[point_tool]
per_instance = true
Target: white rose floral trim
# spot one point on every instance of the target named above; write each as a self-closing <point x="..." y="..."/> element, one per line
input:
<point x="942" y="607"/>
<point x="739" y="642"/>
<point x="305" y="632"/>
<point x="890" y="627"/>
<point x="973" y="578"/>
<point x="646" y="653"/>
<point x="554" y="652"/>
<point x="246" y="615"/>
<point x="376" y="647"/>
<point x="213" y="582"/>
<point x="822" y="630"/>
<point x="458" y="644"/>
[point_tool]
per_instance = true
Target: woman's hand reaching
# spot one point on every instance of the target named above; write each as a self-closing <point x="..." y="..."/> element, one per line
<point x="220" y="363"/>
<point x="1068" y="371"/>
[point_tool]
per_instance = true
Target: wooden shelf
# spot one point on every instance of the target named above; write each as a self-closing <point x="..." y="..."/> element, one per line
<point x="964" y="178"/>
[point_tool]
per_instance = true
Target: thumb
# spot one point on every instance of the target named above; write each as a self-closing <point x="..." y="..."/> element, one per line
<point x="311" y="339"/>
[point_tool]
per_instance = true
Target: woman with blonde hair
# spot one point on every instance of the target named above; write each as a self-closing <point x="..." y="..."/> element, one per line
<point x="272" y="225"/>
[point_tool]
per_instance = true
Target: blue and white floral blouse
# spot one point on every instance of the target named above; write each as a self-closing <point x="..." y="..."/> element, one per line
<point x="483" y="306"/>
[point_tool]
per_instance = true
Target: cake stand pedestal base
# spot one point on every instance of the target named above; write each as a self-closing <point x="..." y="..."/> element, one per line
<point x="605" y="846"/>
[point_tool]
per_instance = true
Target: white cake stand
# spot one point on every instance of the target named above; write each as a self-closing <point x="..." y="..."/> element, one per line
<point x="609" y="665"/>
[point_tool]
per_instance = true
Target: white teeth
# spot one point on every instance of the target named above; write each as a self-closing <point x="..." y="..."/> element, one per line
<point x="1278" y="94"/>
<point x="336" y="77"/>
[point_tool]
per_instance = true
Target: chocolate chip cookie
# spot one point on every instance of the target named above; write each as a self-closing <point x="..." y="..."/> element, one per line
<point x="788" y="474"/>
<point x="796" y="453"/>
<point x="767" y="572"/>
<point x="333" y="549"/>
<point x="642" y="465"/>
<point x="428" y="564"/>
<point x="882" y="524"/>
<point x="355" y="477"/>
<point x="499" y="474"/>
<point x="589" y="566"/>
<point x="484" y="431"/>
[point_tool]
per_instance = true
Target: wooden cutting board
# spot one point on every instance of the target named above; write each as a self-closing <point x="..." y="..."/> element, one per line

##############################

* EXERCISE *
Repeat every record, keeping each word and mark exactly as it is.

* COMPLETED TASK *
[point_tool]
per_instance = true
Target: white rose floral trim
# spot one point on every instance of the target named above; write each as a self-closing <point x="..." y="..."/> element, one per line
input:
<point x="942" y="607"/>
<point x="739" y="642"/>
<point x="305" y="632"/>
<point x="890" y="627"/>
<point x="973" y="578"/>
<point x="646" y="653"/>
<point x="554" y="652"/>
<point x="246" y="615"/>
<point x="376" y="647"/>
<point x="213" y="582"/>
<point x="822" y="630"/>
<point x="458" y="644"/>
[point_tool]
per_instance = true
Target: woman's hand reaching
# spot one point on every instance of the target named above; write each as a self-closing <point x="..." y="..."/> element, one per line
<point x="220" y="363"/>
<point x="1068" y="371"/>
[point_tool]
per_instance = true
Target: wooden shelf
# spot one point on every instance of the target named above; write each as a self-closing <point x="..." y="..."/> element, one per line
<point x="964" y="178"/>
[point_tool]
per_instance = true
Target: thumb
# spot one point on every instance of the target named above; write each as a self-closing <point x="..." y="..."/> element, one per line
<point x="311" y="339"/>
[point_tool]
per_instance = true
Target: woman with blonde hair
# spot one point on every instance of the target named above; write each as a self-closing <point x="..." y="..."/> element, one per line
<point x="272" y="225"/>
[point_tool]
per_instance = true
Target: blue and white floral blouse
# spot one point on every instance of the target named above; write each as a self-closing <point x="..." y="..."/> element, one per line
<point x="483" y="306"/>
[point_tool]
per_instance = true
Target: cake stand pedestal base
# spot one point on every instance of the target named above; write each as a self-closing <point x="..." y="..."/> element, one per line
<point x="605" y="846"/>
[point_tool]
per_instance = true
Target: white cake stand
# spot one point on every instance of the target named above; write each as a self-closing <point x="..." y="..."/> element, one per line
<point x="609" y="665"/>
[point_tool]
per_instance = true
Target: white teeth
# spot one point on every instance of the target named above; write each as a self-closing <point x="..." y="..."/> element, one per line
<point x="1278" y="94"/>
<point x="336" y="77"/>
[point_tool]
per_instance = true
Target: chocolate chip cookie
# spot one point on every instance of the target named above; write each as a self-closing <point x="..." y="..."/> element, one per line
<point x="788" y="474"/>
<point x="796" y="453"/>
<point x="767" y="572"/>
<point x="333" y="549"/>
<point x="642" y="465"/>
<point x="428" y="564"/>
<point x="882" y="524"/>
<point x="355" y="477"/>
<point x="499" y="474"/>
<point x="589" y="566"/>
<point x="484" y="431"/>
[point_tool]
per_instance = true
Target: wooden cutting board
# spot one point on every instance of the target named above; write each as a self-closing <point x="..." y="..."/> element, one per line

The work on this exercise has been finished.